§ **WRITTEN REQUEST**:
Please convert every line of the records below into a JSON list of strings, one string per line, with blank lines dropped. Leave the pictures out of the list.
──────────
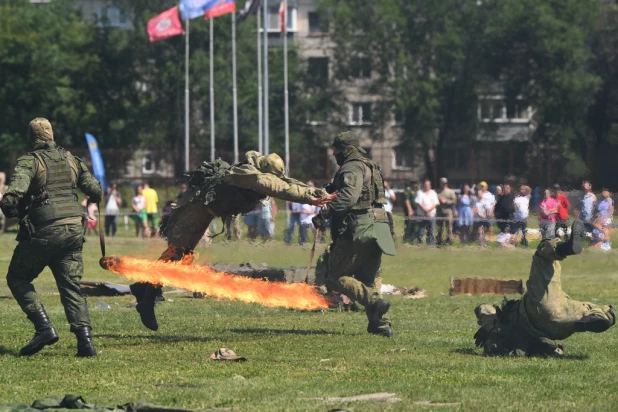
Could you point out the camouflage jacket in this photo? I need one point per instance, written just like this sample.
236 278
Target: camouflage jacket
27 168
247 176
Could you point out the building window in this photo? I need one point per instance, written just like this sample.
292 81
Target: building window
274 23
457 159
317 25
360 68
496 109
147 164
399 116
402 159
318 70
359 114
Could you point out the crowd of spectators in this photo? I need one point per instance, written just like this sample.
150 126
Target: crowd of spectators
476 212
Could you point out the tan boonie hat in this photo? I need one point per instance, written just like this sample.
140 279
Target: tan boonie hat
226 354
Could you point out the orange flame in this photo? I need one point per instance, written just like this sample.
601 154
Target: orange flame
219 284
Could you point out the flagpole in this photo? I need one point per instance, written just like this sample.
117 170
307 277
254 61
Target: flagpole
285 85
212 93
187 97
259 50
234 94
266 142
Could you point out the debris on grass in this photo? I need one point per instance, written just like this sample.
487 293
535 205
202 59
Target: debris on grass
388 352
102 305
103 289
410 293
432 403
372 397
225 354
477 286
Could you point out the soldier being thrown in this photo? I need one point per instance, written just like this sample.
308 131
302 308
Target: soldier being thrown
43 195
219 190
361 231
530 326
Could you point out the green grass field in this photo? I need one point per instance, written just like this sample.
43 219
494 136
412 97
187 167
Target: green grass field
295 356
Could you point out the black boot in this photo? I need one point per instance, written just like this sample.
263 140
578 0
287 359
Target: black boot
85 348
573 246
376 325
44 335
145 307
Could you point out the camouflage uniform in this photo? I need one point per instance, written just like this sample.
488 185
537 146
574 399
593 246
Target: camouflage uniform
531 326
445 215
42 191
218 189
361 231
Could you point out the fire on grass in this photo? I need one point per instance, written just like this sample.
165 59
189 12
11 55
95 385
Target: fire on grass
218 284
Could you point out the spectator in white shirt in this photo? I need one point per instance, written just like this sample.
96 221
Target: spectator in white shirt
391 197
427 200
522 210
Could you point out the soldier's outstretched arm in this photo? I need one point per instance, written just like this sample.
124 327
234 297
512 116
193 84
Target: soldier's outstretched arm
87 183
20 180
271 185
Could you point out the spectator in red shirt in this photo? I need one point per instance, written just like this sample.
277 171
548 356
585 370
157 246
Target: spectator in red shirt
563 211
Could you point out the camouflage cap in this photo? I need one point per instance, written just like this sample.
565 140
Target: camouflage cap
272 164
40 131
347 139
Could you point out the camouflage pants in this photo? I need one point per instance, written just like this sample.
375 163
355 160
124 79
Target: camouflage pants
410 230
354 273
60 248
232 228
547 307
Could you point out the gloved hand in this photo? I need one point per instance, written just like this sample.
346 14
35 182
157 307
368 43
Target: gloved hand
319 222
9 210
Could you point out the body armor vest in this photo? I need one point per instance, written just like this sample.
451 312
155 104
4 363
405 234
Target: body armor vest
372 194
52 193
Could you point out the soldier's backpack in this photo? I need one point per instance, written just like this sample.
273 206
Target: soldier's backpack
207 186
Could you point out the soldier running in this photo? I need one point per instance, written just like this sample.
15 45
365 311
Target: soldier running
43 195
217 189
361 231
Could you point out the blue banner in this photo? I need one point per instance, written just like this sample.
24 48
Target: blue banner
97 161
190 9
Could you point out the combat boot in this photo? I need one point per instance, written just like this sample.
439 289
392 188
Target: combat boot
573 246
377 325
44 335
85 348
145 308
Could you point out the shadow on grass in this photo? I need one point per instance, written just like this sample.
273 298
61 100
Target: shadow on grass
472 352
4 351
156 338
265 331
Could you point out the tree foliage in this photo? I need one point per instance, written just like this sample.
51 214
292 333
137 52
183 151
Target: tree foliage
433 59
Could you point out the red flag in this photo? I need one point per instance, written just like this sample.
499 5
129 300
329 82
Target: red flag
219 7
283 11
165 25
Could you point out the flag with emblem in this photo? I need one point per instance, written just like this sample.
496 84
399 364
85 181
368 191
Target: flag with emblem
165 25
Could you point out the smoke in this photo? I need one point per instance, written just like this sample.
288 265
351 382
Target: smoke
218 284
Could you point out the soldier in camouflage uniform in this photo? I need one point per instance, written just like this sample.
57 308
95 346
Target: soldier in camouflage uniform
531 325
219 190
361 231
43 195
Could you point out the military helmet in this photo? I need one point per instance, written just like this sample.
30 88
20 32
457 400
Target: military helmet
40 131
272 164
347 139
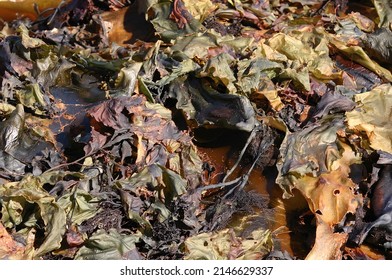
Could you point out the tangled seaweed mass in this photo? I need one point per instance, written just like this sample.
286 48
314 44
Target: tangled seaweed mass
108 110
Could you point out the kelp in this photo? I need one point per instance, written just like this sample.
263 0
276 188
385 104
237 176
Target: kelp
304 85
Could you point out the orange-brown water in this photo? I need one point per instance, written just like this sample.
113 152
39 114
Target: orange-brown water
──────────
§ **SOLUTION**:
[
  "Could you point out the camouflage jacket in this photo? I need one point per instance, written just like this sample.",
  "236 278",
  "Target: camouflage jacket",
  "27 168",
  "247 176",
  "Could you point out the building window in this photo? I need one point per instance, written just like this sample.",
  "292 81",
  "Target: building window",
  "274 23",
  "457 159",
  "317 25",
  "360 68",
  "496 109",
  "147 164",
  "399 116",
  "402 159",
  "318 70",
  "359 114",
  "Could you point out the crowd of spectators in this photo? I need one point per instance, written just like this sample.",
  "150 126",
  "Target: crowd of spectators",
  "476 212",
  "Could you point out the tan boonie hat in this photo? I need one point per instance, written just like this sample.",
  "140 279",
  "Target: tan boonie hat",
  "226 354",
  "Could you point out the orange flame in this photo? I need one point per instance, written just like this sample.",
  "601 154",
  "Target: orange flame",
  "219 284",
  "Could you point out the flagpole in this photo? I need one point per instance, written just like this sample.",
  "117 170",
  "307 277",
  "254 61",
  "Target: flagpole",
  "285 85",
  "212 93",
  "187 97",
  "259 50",
  "234 94",
  "266 142",
  "Could you point out the debris on grass in this photo? I need one point per instance, written just like this sample.",
  "487 293",
  "535 205",
  "202 59",
  "Target: debris on grass",
  "388 352",
  "102 305",
  "103 289",
  "410 293",
  "432 403",
  "372 397",
  "225 354",
  "477 286",
  "Could you point out the soldier being thrown in this photo? I need one point per instance, written just like this sample.",
  "308 131",
  "302 308",
  "Target: soldier being thrown",
  "43 195",
  "219 190",
  "361 231",
  "530 326",
  "Could you point out the green grass field in this photo? I need one point per instance, written just like this sample.",
  "43 219",
  "494 136",
  "412 97",
  "187 167",
  "Target: green grass field",
  "295 356",
  "Could you point out the black boot in this photo? I need one point per instance, written just like this sample.",
  "263 140",
  "578 0",
  "287 359",
  "Target: black boot",
  "85 348",
  "573 246",
  "376 325",
  "44 335",
  "145 307",
  "Could you point out the camouflage uniform in this photo? I need one point per instance, written just like this sample.",
  "488 185",
  "537 146",
  "574 399",
  "593 246",
  "Target: camouflage uniform",
  "531 326",
  "445 215",
  "42 191",
  "218 189",
  "361 231",
  "Could you point out the fire on grass in this photo? I need one point per instance, written just like this sample.",
  "165 59",
  "189 12",
  "11 55",
  "95 385",
  "Target: fire on grass",
  "218 284",
  "Could you point out the spectator in white shirt in this photo? I need one point per instance, written just like this sample.",
  "96 221",
  "Target: spectator in white shirt",
  "391 197",
  "427 200",
  "522 210",
  "Could you point out the soldier's outstretched arm in this photo? I need one point per instance, written just like this sample.",
  "124 327",
  "234 297",
  "512 116",
  "193 84",
  "Target: soldier's outstretched arm",
  "87 183",
  "20 180",
  "271 185",
  "Could you point out the spectator in red shirt in this photo? I need one point per instance, written just like this sample.",
  "277 171",
  "548 356",
  "585 370",
  "157 246",
  "Target: spectator in red shirt",
  "563 211",
  "Could you point out the camouflage cap in this photo? I need one point per instance, written just like this sample.",
  "565 140",
  "Target: camouflage cap",
  "272 164",
  "40 131",
  "347 139",
  "Could you point out the camouflage pants in this photo? I need one point per instance, written just like this sample.",
  "375 163",
  "355 160",
  "124 79",
  "Target: camouflage pants",
  "410 230",
  "354 273",
  "60 248",
  "232 228",
  "547 307",
  "Could you point out the gloved hand in this photo? I need one point per instance, written just like this sample.",
  "346 14",
  "35 182",
  "157 307",
  "368 43",
  "Target: gloved hand",
  "319 222",
  "9 210",
  "Could you point out the body armor vest in this photo? I need one point per instance, written just like this sample.",
  "451 312",
  "155 104",
  "4 363",
  "405 234",
  "Target: body armor vest",
  "372 194",
  "52 193",
  "Could you point out the soldier's backpack in this photo? I need one point per instance, written just like this sample.",
  "273 206",
  "Target: soldier's backpack",
  "207 186",
  "Could you point out the soldier running in this photo? I need one point per instance, written just like this sample.",
  "15 45",
  "365 311",
  "Target: soldier running",
  "43 195",
  "217 189",
  "361 231",
  "Could you point out the blue banner in this photo? I need one point per instance, written just like this sample.",
  "24 48",
  "Target: blue banner",
  "97 161",
  "190 9",
  "Could you point out the combat boot in this photo? I need one point per instance, written just like this sample.",
  "439 289",
  "392 188",
  "Target: combat boot",
  "573 246",
  "377 325",
  "44 335",
  "85 348",
  "145 308",
  "Could you point out the shadow on grass in this photo? I need one point per instance, written just like this sample.",
  "273 298",
  "61 100",
  "Target: shadow on grass",
  "472 352",
  "4 351",
  "156 338",
  "265 331",
  "Could you point out the tree foliage in this photo? I need one point per instance, written just like this sample.",
  "51 214",
  "292 333",
  "137 52",
  "183 151",
  "Target: tree foliage",
  "433 59",
  "Could you point out the red flag in this photo? I need one point per instance, written just like this sample.",
  "499 5",
  "129 300",
  "329 82",
  "Target: red flag",
  "219 7",
  "283 11",
  "165 25",
  "Could you point out the flag with emblem in this photo? I need one point per instance, written just like this sample.",
  "496 84",
  "399 364",
  "85 181",
  "368 191",
  "Target: flag with emblem",
  "165 25",
  "Could you point out the smoke in this photo? I need one point per instance, written just like this sample.",
  "288 265",
  "351 382",
  "Target: smoke",
  "218 284",
  "Could you point out the soldier in camouflage uniform in this photo? I need one point per instance, written just like this sample.",
  "57 308",
  "95 346",
  "Target: soldier in camouflage uniform",
  "531 325",
  "219 190",
  "361 231",
  "43 195",
  "Could you point out the military helmet in this photo? I need one point per instance, written just like this sample.",
  "30 88",
  "20 32",
  "457 400",
  "Target: military helmet",
  "40 131",
  "272 164",
  "347 139",
  "Could you point out the tangled seaweed mass in this photo? I need one point per instance, written just like this sample.",
  "286 48",
  "314 44",
  "Target: tangled seaweed mass",
  "108 110",
  "Could you point out the kelp in this photo? I need one point per instance, written just like this sample.",
  "263 0",
  "276 188",
  "385 104",
  "237 176",
  "Target: kelp",
  "304 85",
  "Could you point out the orange-brown water in this photo? I need one point per instance, written just like this sample.",
  "113 152",
  "39 114",
  "Target: orange-brown water"
]